> [Fragmento seleccionado]
--------------------------------

Por la noche estoy invitado a cenar en casa de Jacques De B., en Sint Niklaas. Coincido allí con cierta persona que ha tratado mucho a los duques filántropos y que forma parte del boato consular español, a pesar de lo cual conserva una gran calidad humana y una preocupación genuina por promover las lenguas y culturas nacionales. Después de una o dos copas de vino —un tinto biodinámico que han traído expresamente desde una bodega de Logroño— le pregunto si no cree que el esfuerzo invertido en la ceremonia de esta mañana sería digno de mejor causa. Yo digo «esfuerzo», pero mi interlocutor, que es hombre de mundo, entiende que quiero decir «dinero»:
—En realidad, muchas de las actividades de las fundaciones no las pagan ellas. Lo que hacen es dar una salida legal a grandes fortunas que quieren desgravar dinero.
Más tarde me enteraría de que a la deducción prevista ha de sumarse, además, un 5% por tratarse de un programa de investigación universitaria. O sea, que el embajador, sus monaguillos, el cuñado del rey, la mitad del hispanismo belga y cinco eminencias españolas —entre ellas el académico Ignacio B., director del diccionario combinatorio y de la gramática descriptiva— hemos estado pringados esta mañana de sábado para que pague menos al fisco algún ricacho que se habrá pasado el día esquiando en Suiza o cazando elefantes en Tanzania. Quien mejor papel ha hecho hoy ha sido su alteza la infanta, que no ha venido.

--------------------------------

Extraiga del fragmento, sin alteración alguna, el pasaje que comienza en «Por la noche» y termina en «quieren desgravar dinero.». Para resolver lo solicitado, básese únicamente en el fragmento.

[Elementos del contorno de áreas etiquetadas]
--------------------------------

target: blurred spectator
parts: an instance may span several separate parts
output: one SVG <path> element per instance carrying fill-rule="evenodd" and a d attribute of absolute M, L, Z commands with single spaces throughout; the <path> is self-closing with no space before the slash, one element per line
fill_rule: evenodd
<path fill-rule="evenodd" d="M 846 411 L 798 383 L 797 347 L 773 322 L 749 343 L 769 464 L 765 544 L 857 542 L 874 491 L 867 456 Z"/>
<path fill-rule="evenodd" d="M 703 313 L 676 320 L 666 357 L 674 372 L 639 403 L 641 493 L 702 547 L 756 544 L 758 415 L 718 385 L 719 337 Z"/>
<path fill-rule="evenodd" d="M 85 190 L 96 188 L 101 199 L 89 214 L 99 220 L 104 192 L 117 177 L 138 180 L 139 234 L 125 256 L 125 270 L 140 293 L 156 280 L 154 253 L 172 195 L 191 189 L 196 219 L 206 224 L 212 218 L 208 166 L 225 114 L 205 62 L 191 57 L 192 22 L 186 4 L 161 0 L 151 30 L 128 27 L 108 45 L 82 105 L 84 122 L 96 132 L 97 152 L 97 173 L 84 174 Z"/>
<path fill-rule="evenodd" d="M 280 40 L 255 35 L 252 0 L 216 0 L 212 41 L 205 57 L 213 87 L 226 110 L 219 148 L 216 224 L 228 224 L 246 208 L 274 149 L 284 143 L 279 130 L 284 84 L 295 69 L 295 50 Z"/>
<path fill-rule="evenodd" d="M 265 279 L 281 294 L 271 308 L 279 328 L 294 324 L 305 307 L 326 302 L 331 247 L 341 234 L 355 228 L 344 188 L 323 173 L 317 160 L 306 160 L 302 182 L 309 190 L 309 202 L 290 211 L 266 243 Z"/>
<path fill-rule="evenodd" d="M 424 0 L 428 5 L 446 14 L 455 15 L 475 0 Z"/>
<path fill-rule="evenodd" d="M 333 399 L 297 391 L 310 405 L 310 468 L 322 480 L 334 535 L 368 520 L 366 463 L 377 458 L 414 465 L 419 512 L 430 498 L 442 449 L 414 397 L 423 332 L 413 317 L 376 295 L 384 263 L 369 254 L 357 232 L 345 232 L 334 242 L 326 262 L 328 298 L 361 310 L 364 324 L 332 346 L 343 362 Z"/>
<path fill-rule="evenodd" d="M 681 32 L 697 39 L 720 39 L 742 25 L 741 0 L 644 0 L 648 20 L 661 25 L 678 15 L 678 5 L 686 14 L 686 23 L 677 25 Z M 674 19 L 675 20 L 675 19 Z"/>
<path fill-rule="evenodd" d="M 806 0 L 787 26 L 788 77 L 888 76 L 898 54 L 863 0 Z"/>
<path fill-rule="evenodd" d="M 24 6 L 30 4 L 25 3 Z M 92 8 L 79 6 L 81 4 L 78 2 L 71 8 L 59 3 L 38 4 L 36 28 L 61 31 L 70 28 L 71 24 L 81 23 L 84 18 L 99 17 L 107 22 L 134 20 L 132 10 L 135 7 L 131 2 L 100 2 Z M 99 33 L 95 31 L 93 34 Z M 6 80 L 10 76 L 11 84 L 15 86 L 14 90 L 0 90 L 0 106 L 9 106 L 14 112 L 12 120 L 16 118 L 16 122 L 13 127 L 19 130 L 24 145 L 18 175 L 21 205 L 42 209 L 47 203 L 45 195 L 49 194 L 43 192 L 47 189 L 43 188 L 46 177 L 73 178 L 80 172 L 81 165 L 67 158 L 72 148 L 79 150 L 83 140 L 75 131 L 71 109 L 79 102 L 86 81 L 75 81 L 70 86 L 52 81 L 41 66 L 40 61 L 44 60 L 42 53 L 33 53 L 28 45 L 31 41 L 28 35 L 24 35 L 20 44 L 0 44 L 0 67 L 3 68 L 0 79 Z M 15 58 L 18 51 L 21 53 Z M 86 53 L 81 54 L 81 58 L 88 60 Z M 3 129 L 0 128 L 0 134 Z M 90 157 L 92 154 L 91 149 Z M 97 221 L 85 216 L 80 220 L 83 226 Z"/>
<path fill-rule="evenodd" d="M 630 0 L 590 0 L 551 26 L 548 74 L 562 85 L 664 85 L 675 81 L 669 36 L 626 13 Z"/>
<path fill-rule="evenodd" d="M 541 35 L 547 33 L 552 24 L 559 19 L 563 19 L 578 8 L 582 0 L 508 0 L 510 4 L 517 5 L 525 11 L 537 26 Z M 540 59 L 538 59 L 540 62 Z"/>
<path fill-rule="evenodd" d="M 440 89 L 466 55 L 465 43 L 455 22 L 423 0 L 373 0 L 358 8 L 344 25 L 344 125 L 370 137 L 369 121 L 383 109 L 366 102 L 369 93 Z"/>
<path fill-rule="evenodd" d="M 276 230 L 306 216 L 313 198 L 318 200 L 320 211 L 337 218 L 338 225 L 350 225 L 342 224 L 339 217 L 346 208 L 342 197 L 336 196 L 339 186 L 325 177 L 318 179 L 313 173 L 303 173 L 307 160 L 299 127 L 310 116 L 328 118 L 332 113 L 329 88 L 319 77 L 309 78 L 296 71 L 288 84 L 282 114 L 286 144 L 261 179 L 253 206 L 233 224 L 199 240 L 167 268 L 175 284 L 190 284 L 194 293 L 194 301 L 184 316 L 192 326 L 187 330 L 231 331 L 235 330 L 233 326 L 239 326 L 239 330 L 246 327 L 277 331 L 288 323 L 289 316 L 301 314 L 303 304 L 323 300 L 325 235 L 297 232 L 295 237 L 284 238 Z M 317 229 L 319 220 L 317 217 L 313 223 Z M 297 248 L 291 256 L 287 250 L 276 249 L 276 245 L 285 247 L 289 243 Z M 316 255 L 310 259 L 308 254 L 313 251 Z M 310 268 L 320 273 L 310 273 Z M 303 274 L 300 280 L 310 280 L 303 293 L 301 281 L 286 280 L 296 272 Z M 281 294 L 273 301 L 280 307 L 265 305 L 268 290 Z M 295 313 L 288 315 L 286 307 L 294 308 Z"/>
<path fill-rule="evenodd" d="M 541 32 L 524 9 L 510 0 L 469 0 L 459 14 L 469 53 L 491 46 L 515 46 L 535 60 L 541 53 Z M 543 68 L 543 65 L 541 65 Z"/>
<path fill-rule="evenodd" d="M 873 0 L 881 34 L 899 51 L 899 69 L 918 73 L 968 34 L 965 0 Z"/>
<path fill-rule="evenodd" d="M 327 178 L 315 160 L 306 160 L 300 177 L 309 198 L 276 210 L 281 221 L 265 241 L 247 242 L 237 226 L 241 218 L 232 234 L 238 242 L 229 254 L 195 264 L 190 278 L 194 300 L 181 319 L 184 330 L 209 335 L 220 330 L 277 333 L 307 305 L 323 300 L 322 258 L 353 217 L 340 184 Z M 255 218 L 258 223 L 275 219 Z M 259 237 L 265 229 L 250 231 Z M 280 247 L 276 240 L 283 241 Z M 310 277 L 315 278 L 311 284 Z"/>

--------------------------------

> [Respuesta a la tarea]
Por la noche estoy invitado a cenar en casa de Jacques De B., en Sint Niklaas. Coincido allí con cierta persona que ha tratado mucho a los duques filántropos y que forma parte del boato consular español, a pesar de lo cual conserva una gran calidad humana y una preocupación genuina por promover las lenguas y culturas nacionales. Después de una o dos copas de vino —un tinto biodinámico que han traído expresamente desde una bodega de Logroño— le pregunto si no cree que el esfuerzo invertido en la ceremonia de esta mañana sería digno de mejor causa. Yo digo «esfuerzo», pero mi interlocutor, que es hombre de mundo, entiende que quiero decir «dinero»:
—En realidad, muchas de las actividades de las fundaciones no las pagan ellas. Lo que hacen es dar una salida legal a grandes fortunas que quieren desgravar dinero.